ASSIGNMENT
Write out the part of the blog entry below word for word, starting with "Brand new tale" and going on through "before it's presentable.".

--- PASSAGE TO READ ---

On the way home, we stopped at a pub in Tadcaster, home of a couple of famous breweries. There was a chip shop close by, so I was all set up. As I was waiting for my fish and chips, I routed in my pockets for the money and, to my delight, I discovered a ten shilling note that I didn’t know I had. As the coat I was wearing only came out of the wardrobe for special occasions, I guessed the money must have been sitting there since the last time, some months before.
My euphoria soon fizzled out when I realised that, had I found it on the racecourse, I really would have put it on that damned horse, the one that romped home at 66/1! That would have made me more money than I earned in a month!
Needless to say, I never made a bet on a horse again.

Sunday, 23 September 2007

Brand new tale

Yes, I know that you are probably here for the 'darker' story that I mentioned, but I'm conscious that some people are getting restless waiting for the book to be made available - at least, I hope so :-))

Whiling away the time more profitably than sucking my thumbs, I've started collation work on the second book "The Doggie". As I went through them early this morning before sun-up, I noticed a couple of small tales, conspicuous by their absence.

So, I knocked up this story this morning, and offer it for your amusement. Please don't be too harsh - it's hot from the keyboard, and needs more work before it's presentable.

I hope you enjoy it, but don't forget the other one!


The Broken Lamp Post (Copyright)


Chesterfield town centre was a busy place especially on Market days. There was the usual one which had been there for centuries, having been granted a license by some ancient Monarch way back in medieval times. There was a cattle market as well, where farmers and producers traded their stock and all those things which go to keep the farming community running.
At Headquarters, I was given two books of forms and sent down to the cattle market with the instructions to issue the necessary licenses for the transport of animals as they were bought and sold. I hadn’t the foggiest notion of what I was doing, but I survived the day. Only the Lord and the farmers knew what I was licensing; I could have been sanctioning all sorts of nefarious activities.
I mean, a bloke comes up to me, waving a piece of paper with the auctioneer’s name on it and asks, in a dialect that I had trouble understanding, for a license to transport “8 store pigs, Hamptons, Uttoxeter”.
What could I do but write it down on the license and sign it?
“Three Jersey kine in milk.” What on earth was that? I didn’t know, but I issued a movement license for it, or them.
“Eight heifers, store, Wilton, Macclesfield!” Eh, what?
Whatever needed a movement license, I issued the necessary. Whether my actions eased or hindered the smooth running of the farming industry, I shall never know, for this sort of thing never featured in the classes at Police College.

--- DATASET ---

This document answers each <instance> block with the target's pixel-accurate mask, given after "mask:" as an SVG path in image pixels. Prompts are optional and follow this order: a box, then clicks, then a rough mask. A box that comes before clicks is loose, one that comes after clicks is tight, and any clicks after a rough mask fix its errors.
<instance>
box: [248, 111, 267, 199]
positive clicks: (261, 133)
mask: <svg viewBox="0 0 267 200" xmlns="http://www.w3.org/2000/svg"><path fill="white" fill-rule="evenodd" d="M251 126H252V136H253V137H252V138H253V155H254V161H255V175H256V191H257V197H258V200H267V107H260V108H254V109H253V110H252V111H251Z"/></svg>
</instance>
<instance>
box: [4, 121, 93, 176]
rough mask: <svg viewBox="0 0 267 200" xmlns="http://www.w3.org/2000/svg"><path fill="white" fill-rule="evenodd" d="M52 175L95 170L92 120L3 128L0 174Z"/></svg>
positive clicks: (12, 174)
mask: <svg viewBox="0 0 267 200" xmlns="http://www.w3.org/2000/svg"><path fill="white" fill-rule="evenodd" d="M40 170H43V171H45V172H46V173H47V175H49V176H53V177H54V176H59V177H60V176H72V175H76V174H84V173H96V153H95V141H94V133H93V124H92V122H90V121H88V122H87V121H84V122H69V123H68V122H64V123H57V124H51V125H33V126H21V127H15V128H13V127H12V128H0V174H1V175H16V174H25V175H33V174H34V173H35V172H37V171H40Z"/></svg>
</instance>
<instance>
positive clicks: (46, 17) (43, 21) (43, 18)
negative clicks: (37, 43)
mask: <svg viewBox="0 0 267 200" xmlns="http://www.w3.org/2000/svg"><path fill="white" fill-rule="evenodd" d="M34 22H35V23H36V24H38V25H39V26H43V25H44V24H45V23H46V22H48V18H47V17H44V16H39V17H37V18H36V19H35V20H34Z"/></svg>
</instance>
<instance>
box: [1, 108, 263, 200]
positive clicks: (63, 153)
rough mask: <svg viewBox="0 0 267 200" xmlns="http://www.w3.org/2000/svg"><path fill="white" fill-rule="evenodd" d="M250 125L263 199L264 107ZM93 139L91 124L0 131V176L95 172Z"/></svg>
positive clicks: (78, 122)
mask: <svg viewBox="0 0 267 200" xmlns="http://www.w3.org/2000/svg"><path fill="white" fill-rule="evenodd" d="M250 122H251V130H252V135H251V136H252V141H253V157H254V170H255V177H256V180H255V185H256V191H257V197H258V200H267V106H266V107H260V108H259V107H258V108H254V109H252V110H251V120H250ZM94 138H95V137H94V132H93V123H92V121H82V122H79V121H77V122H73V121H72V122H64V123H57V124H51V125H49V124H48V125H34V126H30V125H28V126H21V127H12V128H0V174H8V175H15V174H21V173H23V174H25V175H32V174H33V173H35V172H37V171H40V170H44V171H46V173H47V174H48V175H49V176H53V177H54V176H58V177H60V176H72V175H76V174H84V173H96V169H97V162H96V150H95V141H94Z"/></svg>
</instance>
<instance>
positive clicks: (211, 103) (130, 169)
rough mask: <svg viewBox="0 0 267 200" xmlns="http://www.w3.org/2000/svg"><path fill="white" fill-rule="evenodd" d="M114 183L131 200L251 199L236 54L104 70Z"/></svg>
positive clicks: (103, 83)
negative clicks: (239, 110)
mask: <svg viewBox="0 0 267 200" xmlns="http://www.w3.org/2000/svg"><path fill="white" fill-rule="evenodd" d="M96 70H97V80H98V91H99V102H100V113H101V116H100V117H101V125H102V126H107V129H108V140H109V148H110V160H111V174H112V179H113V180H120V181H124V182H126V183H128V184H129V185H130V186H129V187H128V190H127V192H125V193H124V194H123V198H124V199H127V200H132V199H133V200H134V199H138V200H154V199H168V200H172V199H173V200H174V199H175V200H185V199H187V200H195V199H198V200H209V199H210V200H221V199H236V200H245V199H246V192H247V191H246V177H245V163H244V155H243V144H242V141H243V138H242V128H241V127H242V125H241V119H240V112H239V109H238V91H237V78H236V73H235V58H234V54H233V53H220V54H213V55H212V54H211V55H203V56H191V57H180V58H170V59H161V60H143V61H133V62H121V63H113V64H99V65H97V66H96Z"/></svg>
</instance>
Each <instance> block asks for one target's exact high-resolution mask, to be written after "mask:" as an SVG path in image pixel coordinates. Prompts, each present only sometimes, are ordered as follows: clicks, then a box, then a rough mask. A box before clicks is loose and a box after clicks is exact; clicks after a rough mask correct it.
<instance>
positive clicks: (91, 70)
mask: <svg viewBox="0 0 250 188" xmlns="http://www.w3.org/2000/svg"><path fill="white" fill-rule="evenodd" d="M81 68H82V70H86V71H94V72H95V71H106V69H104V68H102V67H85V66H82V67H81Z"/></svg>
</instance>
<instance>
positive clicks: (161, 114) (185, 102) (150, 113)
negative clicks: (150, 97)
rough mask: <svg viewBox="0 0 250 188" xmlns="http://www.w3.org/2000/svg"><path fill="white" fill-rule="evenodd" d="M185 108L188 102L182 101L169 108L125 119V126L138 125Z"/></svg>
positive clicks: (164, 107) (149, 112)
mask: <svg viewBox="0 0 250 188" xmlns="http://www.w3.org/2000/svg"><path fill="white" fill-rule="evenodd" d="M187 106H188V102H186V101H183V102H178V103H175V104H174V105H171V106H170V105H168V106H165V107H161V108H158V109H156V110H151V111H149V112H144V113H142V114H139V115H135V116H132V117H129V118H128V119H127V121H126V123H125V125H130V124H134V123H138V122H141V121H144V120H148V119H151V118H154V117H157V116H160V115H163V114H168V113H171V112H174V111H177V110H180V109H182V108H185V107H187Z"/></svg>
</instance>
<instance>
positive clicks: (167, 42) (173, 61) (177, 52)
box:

---

SOLUTION FOR THIS PROBLEM
Brand new tale

Yes, I know that you are probably here for the 'darker' story that I mentioned, but I'm conscious that some people are getting restless waiting for the book to be made available - at least, I hope so :-))

Whiling away the time more profitably than sucking my thumbs, I've started collation work on the second book "The Doggie". As I went through them early this morning before sun-up, I noticed a couple of small tales, conspicuous by their absence.

So, I knocked up this story this morning, and offer it for your amusement. Please don't be too harsh - it's hot from the keyboard, and needs more work before it's presentable.